Your instructions: Sift through the material below: which lines contain the word "tire"? Copy each of them in full.

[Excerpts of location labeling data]
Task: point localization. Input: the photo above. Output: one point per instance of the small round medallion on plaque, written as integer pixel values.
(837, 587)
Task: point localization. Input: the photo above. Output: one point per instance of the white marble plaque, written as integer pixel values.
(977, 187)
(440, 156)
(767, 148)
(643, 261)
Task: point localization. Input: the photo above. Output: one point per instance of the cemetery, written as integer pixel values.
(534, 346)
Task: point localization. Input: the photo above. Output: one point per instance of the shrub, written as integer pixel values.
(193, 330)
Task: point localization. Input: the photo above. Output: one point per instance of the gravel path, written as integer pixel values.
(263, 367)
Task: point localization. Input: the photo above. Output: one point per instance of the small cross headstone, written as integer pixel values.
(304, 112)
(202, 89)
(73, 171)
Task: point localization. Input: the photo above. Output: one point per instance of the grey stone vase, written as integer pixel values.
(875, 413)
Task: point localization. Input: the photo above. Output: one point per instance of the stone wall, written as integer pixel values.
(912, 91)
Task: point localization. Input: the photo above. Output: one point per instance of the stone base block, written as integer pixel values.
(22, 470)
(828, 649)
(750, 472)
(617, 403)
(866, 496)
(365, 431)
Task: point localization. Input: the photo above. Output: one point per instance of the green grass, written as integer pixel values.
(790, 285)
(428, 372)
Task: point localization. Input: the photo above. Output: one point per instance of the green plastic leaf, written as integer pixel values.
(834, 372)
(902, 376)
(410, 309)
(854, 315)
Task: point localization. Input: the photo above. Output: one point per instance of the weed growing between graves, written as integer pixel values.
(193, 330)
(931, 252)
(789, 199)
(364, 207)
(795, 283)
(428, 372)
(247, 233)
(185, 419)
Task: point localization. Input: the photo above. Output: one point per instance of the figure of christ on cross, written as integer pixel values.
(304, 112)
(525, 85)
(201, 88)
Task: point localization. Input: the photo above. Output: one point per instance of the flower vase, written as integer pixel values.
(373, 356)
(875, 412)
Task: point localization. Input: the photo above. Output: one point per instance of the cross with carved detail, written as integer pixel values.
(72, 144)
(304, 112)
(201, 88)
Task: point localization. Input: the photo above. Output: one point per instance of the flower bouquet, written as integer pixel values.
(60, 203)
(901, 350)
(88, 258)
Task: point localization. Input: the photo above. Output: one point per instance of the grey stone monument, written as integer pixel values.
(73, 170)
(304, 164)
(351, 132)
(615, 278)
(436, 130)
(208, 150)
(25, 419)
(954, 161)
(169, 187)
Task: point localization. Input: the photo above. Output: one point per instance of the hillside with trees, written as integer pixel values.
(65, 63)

* * *

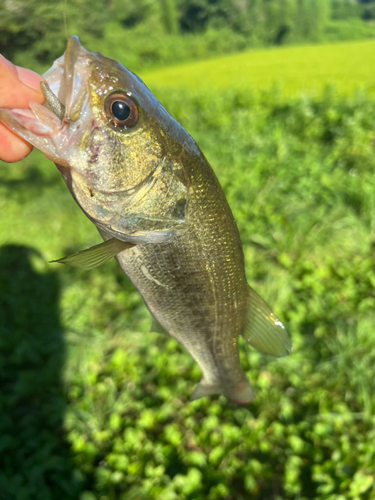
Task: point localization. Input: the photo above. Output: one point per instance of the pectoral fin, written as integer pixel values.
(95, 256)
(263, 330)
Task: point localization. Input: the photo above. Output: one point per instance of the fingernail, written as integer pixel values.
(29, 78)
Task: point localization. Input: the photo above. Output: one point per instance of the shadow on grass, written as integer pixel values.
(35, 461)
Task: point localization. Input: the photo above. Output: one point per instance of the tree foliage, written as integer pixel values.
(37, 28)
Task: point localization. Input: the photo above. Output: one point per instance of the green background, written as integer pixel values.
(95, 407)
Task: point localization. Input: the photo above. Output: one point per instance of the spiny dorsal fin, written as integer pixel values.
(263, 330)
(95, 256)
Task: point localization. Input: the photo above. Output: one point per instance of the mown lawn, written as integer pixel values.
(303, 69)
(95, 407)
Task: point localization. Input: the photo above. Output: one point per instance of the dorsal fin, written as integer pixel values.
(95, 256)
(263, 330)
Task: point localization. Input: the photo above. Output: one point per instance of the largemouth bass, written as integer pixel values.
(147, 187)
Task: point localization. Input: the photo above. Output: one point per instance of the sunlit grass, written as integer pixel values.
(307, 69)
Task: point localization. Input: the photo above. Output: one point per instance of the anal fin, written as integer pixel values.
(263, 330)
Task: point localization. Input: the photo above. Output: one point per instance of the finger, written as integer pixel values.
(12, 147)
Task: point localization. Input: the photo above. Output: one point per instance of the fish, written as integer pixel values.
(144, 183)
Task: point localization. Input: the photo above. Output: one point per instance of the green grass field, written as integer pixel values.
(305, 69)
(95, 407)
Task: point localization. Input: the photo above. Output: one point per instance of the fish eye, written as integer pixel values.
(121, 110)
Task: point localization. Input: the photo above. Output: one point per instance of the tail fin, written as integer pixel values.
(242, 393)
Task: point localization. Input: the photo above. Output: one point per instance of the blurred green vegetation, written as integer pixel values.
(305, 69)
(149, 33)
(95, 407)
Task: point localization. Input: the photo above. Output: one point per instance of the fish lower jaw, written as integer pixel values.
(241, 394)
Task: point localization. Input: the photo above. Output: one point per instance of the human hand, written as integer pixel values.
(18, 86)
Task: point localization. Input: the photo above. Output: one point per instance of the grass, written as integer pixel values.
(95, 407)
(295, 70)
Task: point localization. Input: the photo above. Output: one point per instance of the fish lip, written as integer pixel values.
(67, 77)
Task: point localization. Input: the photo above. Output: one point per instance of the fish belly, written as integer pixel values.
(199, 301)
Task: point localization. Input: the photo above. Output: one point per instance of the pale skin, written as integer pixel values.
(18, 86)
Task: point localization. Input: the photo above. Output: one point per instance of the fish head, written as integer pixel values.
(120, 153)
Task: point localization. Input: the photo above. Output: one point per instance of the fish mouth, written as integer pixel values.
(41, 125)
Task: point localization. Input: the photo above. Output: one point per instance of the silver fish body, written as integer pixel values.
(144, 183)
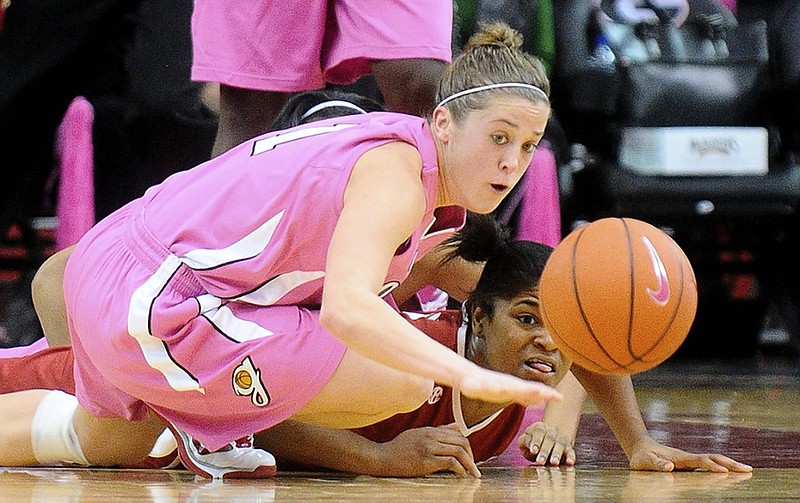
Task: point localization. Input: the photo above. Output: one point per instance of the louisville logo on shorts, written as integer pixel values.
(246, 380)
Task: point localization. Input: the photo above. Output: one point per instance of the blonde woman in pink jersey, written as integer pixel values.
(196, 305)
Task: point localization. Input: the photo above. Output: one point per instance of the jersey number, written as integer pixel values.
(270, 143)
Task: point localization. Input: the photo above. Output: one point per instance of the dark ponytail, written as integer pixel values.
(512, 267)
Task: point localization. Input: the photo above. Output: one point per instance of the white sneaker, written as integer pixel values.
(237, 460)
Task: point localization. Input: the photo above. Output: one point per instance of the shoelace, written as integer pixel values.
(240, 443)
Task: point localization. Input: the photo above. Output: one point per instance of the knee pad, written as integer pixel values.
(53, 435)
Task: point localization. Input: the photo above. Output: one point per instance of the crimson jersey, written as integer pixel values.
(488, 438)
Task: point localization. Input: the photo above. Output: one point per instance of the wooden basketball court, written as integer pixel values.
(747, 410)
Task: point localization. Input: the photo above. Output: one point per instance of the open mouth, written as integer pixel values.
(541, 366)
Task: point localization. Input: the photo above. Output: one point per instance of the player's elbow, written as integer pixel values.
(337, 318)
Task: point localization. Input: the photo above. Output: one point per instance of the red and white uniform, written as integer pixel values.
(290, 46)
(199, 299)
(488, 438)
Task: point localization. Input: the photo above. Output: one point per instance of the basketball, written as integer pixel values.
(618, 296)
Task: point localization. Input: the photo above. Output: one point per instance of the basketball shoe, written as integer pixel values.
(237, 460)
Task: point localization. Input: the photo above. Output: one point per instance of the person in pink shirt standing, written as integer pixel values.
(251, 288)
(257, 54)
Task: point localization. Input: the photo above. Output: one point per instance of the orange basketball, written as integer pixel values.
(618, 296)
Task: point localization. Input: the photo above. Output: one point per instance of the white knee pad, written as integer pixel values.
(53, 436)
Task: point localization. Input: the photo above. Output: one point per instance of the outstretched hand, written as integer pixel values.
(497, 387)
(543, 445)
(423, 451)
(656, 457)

==

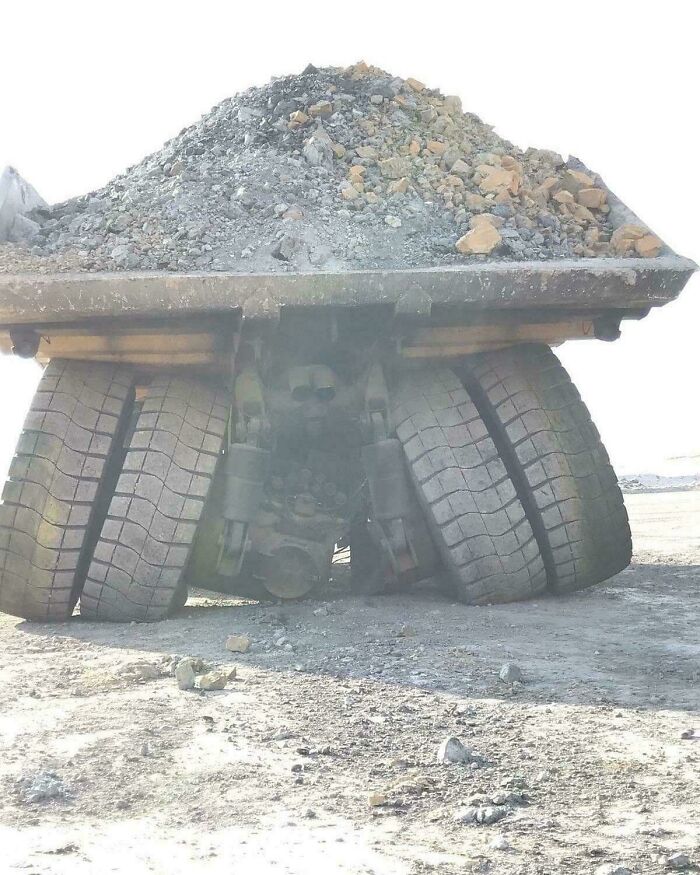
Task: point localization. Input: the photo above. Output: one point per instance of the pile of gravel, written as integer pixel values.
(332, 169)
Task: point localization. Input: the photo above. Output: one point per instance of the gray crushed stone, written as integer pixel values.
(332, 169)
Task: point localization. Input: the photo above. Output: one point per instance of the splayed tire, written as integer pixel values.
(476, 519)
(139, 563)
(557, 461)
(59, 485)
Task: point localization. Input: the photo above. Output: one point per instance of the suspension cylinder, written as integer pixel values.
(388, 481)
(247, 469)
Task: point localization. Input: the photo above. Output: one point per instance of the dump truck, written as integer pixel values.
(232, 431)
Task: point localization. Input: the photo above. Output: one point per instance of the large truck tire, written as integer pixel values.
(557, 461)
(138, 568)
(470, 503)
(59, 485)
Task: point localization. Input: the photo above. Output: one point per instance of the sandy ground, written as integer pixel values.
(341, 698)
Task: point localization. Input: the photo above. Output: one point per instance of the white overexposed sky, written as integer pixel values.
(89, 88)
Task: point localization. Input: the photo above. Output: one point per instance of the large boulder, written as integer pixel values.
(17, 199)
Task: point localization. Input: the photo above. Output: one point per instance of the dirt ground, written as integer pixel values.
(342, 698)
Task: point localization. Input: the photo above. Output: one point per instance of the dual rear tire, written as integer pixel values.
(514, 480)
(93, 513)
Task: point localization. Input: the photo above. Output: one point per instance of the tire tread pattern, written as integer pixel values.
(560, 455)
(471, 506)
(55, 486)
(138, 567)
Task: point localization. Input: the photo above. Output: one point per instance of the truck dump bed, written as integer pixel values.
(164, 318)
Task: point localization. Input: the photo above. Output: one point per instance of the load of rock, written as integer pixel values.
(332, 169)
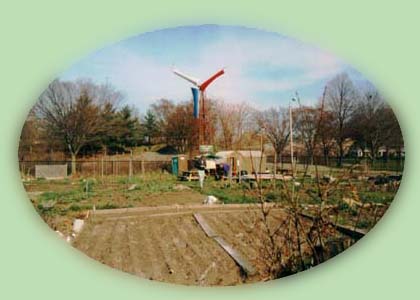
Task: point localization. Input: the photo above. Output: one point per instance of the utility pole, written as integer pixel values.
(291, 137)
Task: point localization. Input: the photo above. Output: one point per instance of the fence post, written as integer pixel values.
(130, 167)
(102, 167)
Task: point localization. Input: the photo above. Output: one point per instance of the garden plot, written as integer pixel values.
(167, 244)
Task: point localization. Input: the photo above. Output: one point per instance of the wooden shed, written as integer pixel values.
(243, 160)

Exercise result:
Task: point localization. Input: the photo above. Output: one point per instance of the splayed tire, written as integer pixel values.
Task: point localization. Input: the photo above. Output: one point per instance of the large truck tire, written as integer pixel values.
Task: point localization. Input: the photo above. Output: one point per instance of the dual rear tire, written as integer pixel values.
Task: point localization. Input: the photo above. Output: one point per instance of the tire tread pattern, written as integer pixel values.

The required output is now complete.